[Stated goal] Lay out the rows below as a Markdown table with two columns, Index for the running line number and Entry for the line itself, skipping any blank lines. Leave the pictures out.

[Dataset extract]

····················

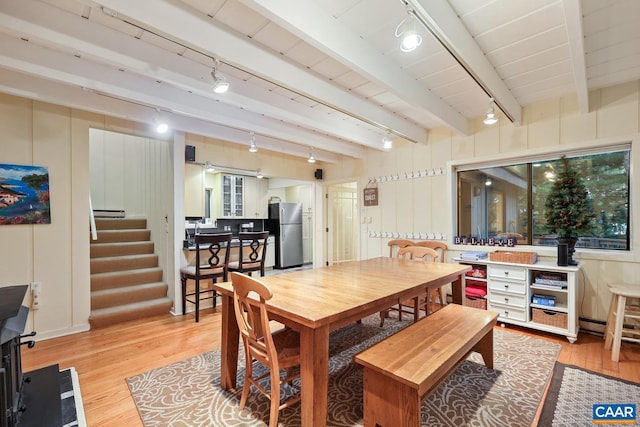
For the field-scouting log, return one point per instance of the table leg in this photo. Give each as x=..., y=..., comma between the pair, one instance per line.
x=229, y=345
x=314, y=375
x=457, y=291
x=485, y=348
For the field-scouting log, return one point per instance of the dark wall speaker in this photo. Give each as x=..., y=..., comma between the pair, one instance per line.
x=190, y=153
x=563, y=254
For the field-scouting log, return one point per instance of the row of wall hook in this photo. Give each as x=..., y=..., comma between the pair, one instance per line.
x=416, y=236
x=408, y=175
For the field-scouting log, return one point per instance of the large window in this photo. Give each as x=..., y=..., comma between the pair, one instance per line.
x=507, y=201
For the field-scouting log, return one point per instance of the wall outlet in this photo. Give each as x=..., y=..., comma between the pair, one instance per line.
x=36, y=288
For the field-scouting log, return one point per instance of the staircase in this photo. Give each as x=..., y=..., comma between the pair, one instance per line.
x=126, y=282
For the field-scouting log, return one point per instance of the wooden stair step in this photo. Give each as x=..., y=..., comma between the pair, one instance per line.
x=129, y=294
x=122, y=263
x=132, y=235
x=109, y=316
x=118, y=279
x=120, y=223
x=99, y=250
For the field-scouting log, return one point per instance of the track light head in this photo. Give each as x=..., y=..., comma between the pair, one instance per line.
x=490, y=118
x=220, y=84
x=387, y=143
x=253, y=148
x=408, y=33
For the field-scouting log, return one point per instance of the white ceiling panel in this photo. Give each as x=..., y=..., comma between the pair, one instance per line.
x=335, y=78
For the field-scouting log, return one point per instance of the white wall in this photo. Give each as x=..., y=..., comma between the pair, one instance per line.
x=135, y=174
x=424, y=205
x=36, y=133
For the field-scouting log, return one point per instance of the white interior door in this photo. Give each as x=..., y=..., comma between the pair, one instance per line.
x=342, y=221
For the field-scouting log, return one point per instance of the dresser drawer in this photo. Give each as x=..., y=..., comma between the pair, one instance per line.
x=507, y=299
x=509, y=312
x=507, y=272
x=508, y=286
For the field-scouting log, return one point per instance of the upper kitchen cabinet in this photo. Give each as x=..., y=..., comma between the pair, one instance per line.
x=193, y=190
x=255, y=197
x=232, y=196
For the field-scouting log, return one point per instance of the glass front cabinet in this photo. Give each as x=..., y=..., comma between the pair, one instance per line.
x=232, y=196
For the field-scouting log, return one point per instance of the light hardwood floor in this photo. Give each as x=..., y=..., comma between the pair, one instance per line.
x=103, y=358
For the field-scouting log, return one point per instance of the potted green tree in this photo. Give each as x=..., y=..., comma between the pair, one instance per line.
x=568, y=209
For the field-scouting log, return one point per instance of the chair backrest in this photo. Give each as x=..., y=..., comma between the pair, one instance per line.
x=418, y=252
x=440, y=247
x=217, y=255
x=253, y=249
x=396, y=244
x=253, y=319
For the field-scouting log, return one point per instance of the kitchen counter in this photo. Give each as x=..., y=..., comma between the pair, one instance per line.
x=190, y=252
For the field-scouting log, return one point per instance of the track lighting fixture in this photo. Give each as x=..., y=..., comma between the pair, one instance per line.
x=311, y=159
x=387, y=143
x=160, y=125
x=220, y=84
x=408, y=33
x=491, y=117
x=253, y=148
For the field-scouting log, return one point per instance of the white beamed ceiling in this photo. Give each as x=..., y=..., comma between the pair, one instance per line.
x=321, y=74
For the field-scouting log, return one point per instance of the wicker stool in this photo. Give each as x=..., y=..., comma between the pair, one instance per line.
x=618, y=311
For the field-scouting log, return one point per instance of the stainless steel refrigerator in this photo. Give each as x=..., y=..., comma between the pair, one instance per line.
x=285, y=221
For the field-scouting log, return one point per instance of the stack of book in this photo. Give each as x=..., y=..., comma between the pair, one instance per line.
x=552, y=281
x=473, y=255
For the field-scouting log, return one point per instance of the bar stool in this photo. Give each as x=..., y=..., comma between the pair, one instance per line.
x=252, y=252
x=212, y=262
x=615, y=331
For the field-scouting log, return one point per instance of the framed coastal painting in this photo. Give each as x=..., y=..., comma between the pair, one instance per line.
x=24, y=195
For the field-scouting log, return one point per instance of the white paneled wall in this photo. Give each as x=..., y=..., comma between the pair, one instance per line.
x=135, y=174
x=424, y=205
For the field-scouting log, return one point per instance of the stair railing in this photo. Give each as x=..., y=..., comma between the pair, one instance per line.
x=94, y=232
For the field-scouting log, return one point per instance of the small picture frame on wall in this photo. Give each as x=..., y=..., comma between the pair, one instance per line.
x=24, y=195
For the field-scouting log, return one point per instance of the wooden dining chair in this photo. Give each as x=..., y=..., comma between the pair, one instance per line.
x=276, y=351
x=212, y=262
x=411, y=306
x=396, y=244
x=251, y=253
x=429, y=304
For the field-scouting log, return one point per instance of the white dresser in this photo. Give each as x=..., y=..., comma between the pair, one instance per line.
x=521, y=294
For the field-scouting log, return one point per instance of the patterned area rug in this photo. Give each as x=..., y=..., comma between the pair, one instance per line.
x=188, y=393
x=573, y=392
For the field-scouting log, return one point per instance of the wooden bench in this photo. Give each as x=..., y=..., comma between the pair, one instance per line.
x=403, y=369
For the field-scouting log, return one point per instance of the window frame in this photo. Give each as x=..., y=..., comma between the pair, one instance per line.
x=550, y=154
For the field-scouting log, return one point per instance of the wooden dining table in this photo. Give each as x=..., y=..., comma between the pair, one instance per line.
x=316, y=301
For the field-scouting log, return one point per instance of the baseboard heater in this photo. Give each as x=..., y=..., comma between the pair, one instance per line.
x=106, y=213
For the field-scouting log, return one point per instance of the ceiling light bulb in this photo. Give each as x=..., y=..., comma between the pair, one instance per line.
x=407, y=31
x=410, y=42
x=162, y=127
x=491, y=118
x=220, y=85
x=387, y=143
x=253, y=148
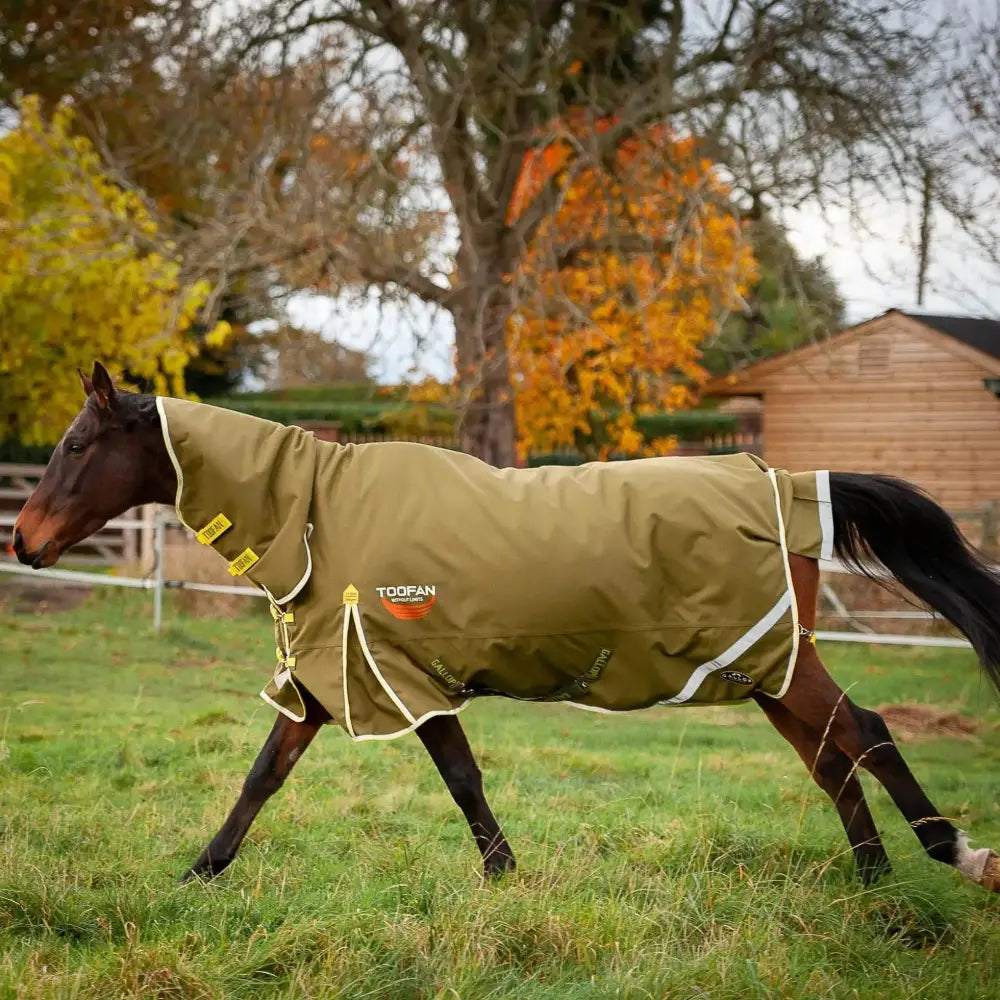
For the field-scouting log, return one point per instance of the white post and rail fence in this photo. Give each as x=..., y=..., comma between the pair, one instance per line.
x=138, y=539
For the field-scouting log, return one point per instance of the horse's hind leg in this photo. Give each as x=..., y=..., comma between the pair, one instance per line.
x=445, y=741
x=815, y=700
x=836, y=774
x=283, y=747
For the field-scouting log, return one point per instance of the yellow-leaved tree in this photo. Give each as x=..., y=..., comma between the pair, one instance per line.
x=85, y=275
x=618, y=289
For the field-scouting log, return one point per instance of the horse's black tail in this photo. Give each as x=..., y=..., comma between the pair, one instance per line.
x=879, y=521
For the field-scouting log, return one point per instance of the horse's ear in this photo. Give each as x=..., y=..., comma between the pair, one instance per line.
x=107, y=398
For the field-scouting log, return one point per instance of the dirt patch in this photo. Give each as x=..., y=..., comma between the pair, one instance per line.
x=914, y=722
x=20, y=596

····················

[Final result]
| Index | Entry |
|---|---|
| 1 | For the field-scouting log, return one point per instance of the table leg in this photo. Give each as x=..., y=..., comma between the pair, one instance per line. |
| 2 | x=229, y=345 |
| 3 | x=314, y=375 |
| 4 | x=457, y=291 |
| 5 | x=485, y=348 |
| 6 | For the field-scouting log, return one point per instance of the dark wall speaker in this photo. Give each as x=..., y=..., comma between the pair, one instance per line. |
| 7 | x=190, y=153 |
| 8 | x=563, y=254 |
| 9 | For the field-scouting log, return one point per instance of the row of wall hook in this photo. Give each as x=..., y=..., comma between the pair, one instance per line. |
| 10 | x=416, y=236 |
| 11 | x=408, y=175 |
| 12 | For the field-scouting log, return one point per instance of the large window in this photo. Give each as x=..., y=..., comma between the pair, one instance per line. |
| 13 | x=507, y=201 |
| 14 | For the field-scouting log, return one point per instance of the wall outlet in this photo. Give each as x=..., y=..., comma between the pair, one instance per line. |
| 15 | x=36, y=288 |
| 16 | For the field-scouting log, return one point per instance of the staircase in this photo. Give each as x=..., y=..., comma between the pair, one instance per line. |
| 17 | x=126, y=282 |
| 18 | For the field-scouting log, return one point per instance of the wooden stair step in this photo. Give each as x=..., y=..., comma between the pair, one instance per line. |
| 19 | x=129, y=294 |
| 20 | x=122, y=263 |
| 21 | x=132, y=235 |
| 22 | x=109, y=316 |
| 23 | x=118, y=279 |
| 24 | x=120, y=223 |
| 25 | x=99, y=250 |
| 26 | For the field-scouting log, return one point per instance of the track light head in this photo. Give each as x=..., y=..., comma between the pair, one instance per line. |
| 27 | x=490, y=118 |
| 28 | x=220, y=84 |
| 29 | x=387, y=143 |
| 30 | x=253, y=148 |
| 31 | x=408, y=33 |
| 32 | For the field-scouting log, return one point per instance of the white ceiling panel in this photo. Give each as x=..., y=..., comma between the pair, one instance per line. |
| 33 | x=335, y=78 |
| 34 | For the field-scouting log, return one point per instance of the white wall in this photo. Give each as x=..., y=..., comma between the pair, one instance per line. |
| 35 | x=135, y=174 |
| 36 | x=424, y=205 |
| 37 | x=36, y=133 |
| 38 | For the field-scouting log, return one point per instance of the white interior door in this photo. Give each as x=..., y=..., comma between the pair, one instance per line. |
| 39 | x=342, y=221 |
| 40 | For the field-scouting log, return one point per instance of the dresser drawer in this photo. Give each as x=..., y=..., comma between the pair, one instance per line. |
| 41 | x=507, y=299 |
| 42 | x=509, y=312 |
| 43 | x=507, y=272 |
| 44 | x=508, y=286 |
| 45 | For the field-scouting log, return one point per instance of the upper kitchen cabinet in this photo. Give each as x=..., y=..., comma between the pair, one instance per line. |
| 46 | x=193, y=190 |
| 47 | x=255, y=197 |
| 48 | x=232, y=196 |
| 49 | For the field-scouting log, return one point per instance of the glass front cabinet in this photo. Give each as x=..., y=..., comma between the pair, one instance per line. |
| 50 | x=232, y=196 |
| 51 | For the field-scouting log, return one point per instance of the light hardwood floor in this photo. Give each as x=..., y=..., comma between the pair, one instance per line. |
| 52 | x=103, y=358 |
| 53 | For the field-scouting log, return one point per instance of the potted green tree in this photo. Give each as x=..., y=..., comma between the pair, one instance per line. |
| 54 | x=568, y=209 |
| 55 | For the field-scouting log, return one point per instance of the chair backrest in this photo. Give each as x=..., y=..., comma between the pair, one instance per line. |
| 56 | x=418, y=252 |
| 57 | x=440, y=247 |
| 58 | x=217, y=255 |
| 59 | x=253, y=249 |
| 60 | x=396, y=244 |
| 61 | x=253, y=319 |
| 62 | For the field-scouting log, return one point per instance of the kitchen counter in this photo. Give each as x=..., y=..., comma between the pair, one instance per line. |
| 63 | x=190, y=252 |
| 64 | For the field-scouting log, return one point per instance of the track lighting fixture in this photo. Give each as x=..., y=..., comma between the pair, one instance per line. |
| 65 | x=311, y=159 |
| 66 | x=387, y=143 |
| 67 | x=160, y=125 |
| 68 | x=220, y=84 |
| 69 | x=408, y=33 |
| 70 | x=491, y=117 |
| 71 | x=253, y=148 |
| 72 | For the field-scouting log, return one point per instance of the white beamed ceiling in this photo. Give each as x=..., y=..., comma between the pair, one instance per line. |
| 73 | x=321, y=74 |
| 74 | For the field-scouting log, return one point per instance of the wicker stool in this photo. Give each as x=..., y=..., comma between the pair, one instance per line. |
| 75 | x=618, y=311 |
| 76 | For the field-scouting log, return one point per instance of the stainless steel refrigerator in this photo. Give each as x=..., y=..., comma between the pair, one instance per line. |
| 77 | x=285, y=221 |
| 78 | For the field-scouting log, return one point per instance of the stack of book in this photo. Give each as x=..., y=..., comma between the pair, one instance per line. |
| 79 | x=552, y=281 |
| 80 | x=473, y=255 |
| 81 | For the field-scouting log, return one point per instance of the bar stool in this photo. Give each as x=..., y=..., comma between the pair, one instance per line. |
| 82 | x=252, y=252 |
| 83 | x=212, y=262 |
| 84 | x=615, y=331 |
| 85 | For the field-scouting log, return one point per instance of the framed coastal painting in this photo. Give each as x=..., y=..., comma between the pair, one instance per line. |
| 86 | x=24, y=195 |
| 87 | For the field-scouting log, return one point per instance of the white paneled wall in this photo. Give each as x=..., y=..., comma between the pair, one instance per line. |
| 88 | x=135, y=174 |
| 89 | x=424, y=205 |
| 90 | For the field-scouting log, return one point per instance of the stair railing in this photo. Give each as x=..., y=..., comma between the pair, one instance per line. |
| 91 | x=94, y=232 |
| 92 | For the field-scouting log, return one point per instance of the small picture frame on wall in this photo. Give each as x=..., y=..., comma between the pair, one instance per line. |
| 93 | x=24, y=195 |
| 94 | For the field-scouting log, return one point per instance of the wooden dining chair in this photo. Give each as x=..., y=..., comma between the pair, one instance per line. |
| 95 | x=276, y=351 |
| 96 | x=212, y=262 |
| 97 | x=411, y=306 |
| 98 | x=396, y=244 |
| 99 | x=251, y=253 |
| 100 | x=429, y=304 |
| 101 | For the field-scouting log, return one point per instance of the white dresser in this photo. Give each as x=..., y=..., comma between the pair, one instance per line. |
| 102 | x=521, y=294 |
| 103 | For the field-scouting log, return one point per instance of the patterned area rug in this photo. Give each as x=..., y=..., comma between the pair, one instance per line. |
| 104 | x=188, y=393 |
| 105 | x=573, y=392 |
| 106 | For the field-scouting log, return one point per instance of the wooden bench in this photo. Give each as x=..., y=..., comma between the pair, one instance per line. |
| 107 | x=403, y=369 |
| 108 | For the field-scouting log, return one point per instance of the window frame in this photo. Give each as x=..., y=..., comma between the pair, one instance per line. |
| 109 | x=550, y=154 |
| 110 | For the field-scouting log, return one point per instance of the wooden dining table in this photo. Give each as x=..., y=..., comma between the pair, one instance per line. |
| 111 | x=316, y=301 |
| 112 | For the field-scouting log, return one point per instance of the baseboard heater in this photo. Give each as x=..., y=..., comma between the pair, one instance per line. |
| 113 | x=106, y=213 |
| 114 | For the field-scouting log, return one point per instance of the ceiling light bulb in this photo. Give each as x=..., y=..., comma between the pair, one instance per line. |
| 115 | x=407, y=31 |
| 116 | x=410, y=42 |
| 117 | x=162, y=127 |
| 118 | x=491, y=118 |
| 119 | x=220, y=85 |
| 120 | x=387, y=143 |
| 121 | x=253, y=148 |
| 122 | For the field-scouting log, return one point per instance of the white post and rail fence in this photo. Give each as x=..., y=..., comma between the pair, one instance per line. |
| 123 | x=138, y=539 |
| 124 | For the field-scouting log, return one point per instance of the horse's hind leg in this photo. Give each as x=..., y=..., comma between the pair, one instance per line. |
| 125 | x=445, y=741 |
| 126 | x=815, y=700 |
| 127 | x=836, y=774 |
| 128 | x=283, y=747 |
| 129 | For the field-scouting log, return one point per instance of the yellow-leaved tree in this photo. Give each as x=..., y=..., comma between the pair, one instance per line. |
| 130 | x=85, y=275 |
| 131 | x=618, y=289 |
| 132 | For the field-scouting log, return one point per instance of the horse's black tail in this photo. Give each as x=..., y=..., comma between the pair, one instance per line. |
| 133 | x=879, y=521 |
| 134 | For the field-scouting log, return one point per instance of the horse's ear in this photo. Give each as x=..., y=..., comma between the pair, one instance per line. |
| 135 | x=107, y=398 |
| 136 | For the field-scouting log, return one point per instance of the dirt patch in this photo. Give each as x=..., y=..., comma between the pair, one instance per line. |
| 137 | x=914, y=722 |
| 138 | x=20, y=596 |